* BEGIN *
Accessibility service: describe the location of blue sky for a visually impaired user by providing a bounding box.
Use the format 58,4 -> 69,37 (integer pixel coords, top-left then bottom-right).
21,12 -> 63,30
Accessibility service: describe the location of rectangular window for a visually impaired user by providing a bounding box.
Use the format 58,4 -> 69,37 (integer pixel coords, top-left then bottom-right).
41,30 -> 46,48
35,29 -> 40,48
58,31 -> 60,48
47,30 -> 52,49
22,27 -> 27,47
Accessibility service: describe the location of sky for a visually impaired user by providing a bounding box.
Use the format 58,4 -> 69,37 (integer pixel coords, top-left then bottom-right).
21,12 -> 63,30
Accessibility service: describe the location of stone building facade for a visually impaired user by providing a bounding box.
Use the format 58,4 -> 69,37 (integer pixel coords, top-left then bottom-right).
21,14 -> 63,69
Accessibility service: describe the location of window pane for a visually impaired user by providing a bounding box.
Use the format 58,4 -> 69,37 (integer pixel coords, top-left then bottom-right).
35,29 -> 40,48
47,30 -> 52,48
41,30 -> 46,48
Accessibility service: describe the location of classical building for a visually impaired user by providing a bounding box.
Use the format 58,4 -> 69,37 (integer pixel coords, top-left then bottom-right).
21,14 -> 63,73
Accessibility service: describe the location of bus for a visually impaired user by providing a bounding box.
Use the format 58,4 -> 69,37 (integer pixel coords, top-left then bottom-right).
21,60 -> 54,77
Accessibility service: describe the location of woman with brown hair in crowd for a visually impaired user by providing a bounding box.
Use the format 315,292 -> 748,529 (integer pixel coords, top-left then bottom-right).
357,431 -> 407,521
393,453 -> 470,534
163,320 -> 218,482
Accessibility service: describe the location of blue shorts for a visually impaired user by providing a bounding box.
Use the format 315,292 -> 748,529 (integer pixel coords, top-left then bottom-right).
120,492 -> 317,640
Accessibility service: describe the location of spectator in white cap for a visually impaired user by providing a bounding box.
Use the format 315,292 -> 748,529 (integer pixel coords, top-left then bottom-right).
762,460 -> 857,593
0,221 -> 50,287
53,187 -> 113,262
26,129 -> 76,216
* END *
■ **Written instruction**
Pull out every line of the material above that contains the word "blue". Treat uppercase and lowercase letters as different.

■ **Worked answer**
Accessibility service: describe the location of blue sky for a visually impaired user by providing a bounding box.
Accessibility service: describe the location of blue shorts for a visually impaired user by providing a bounding box.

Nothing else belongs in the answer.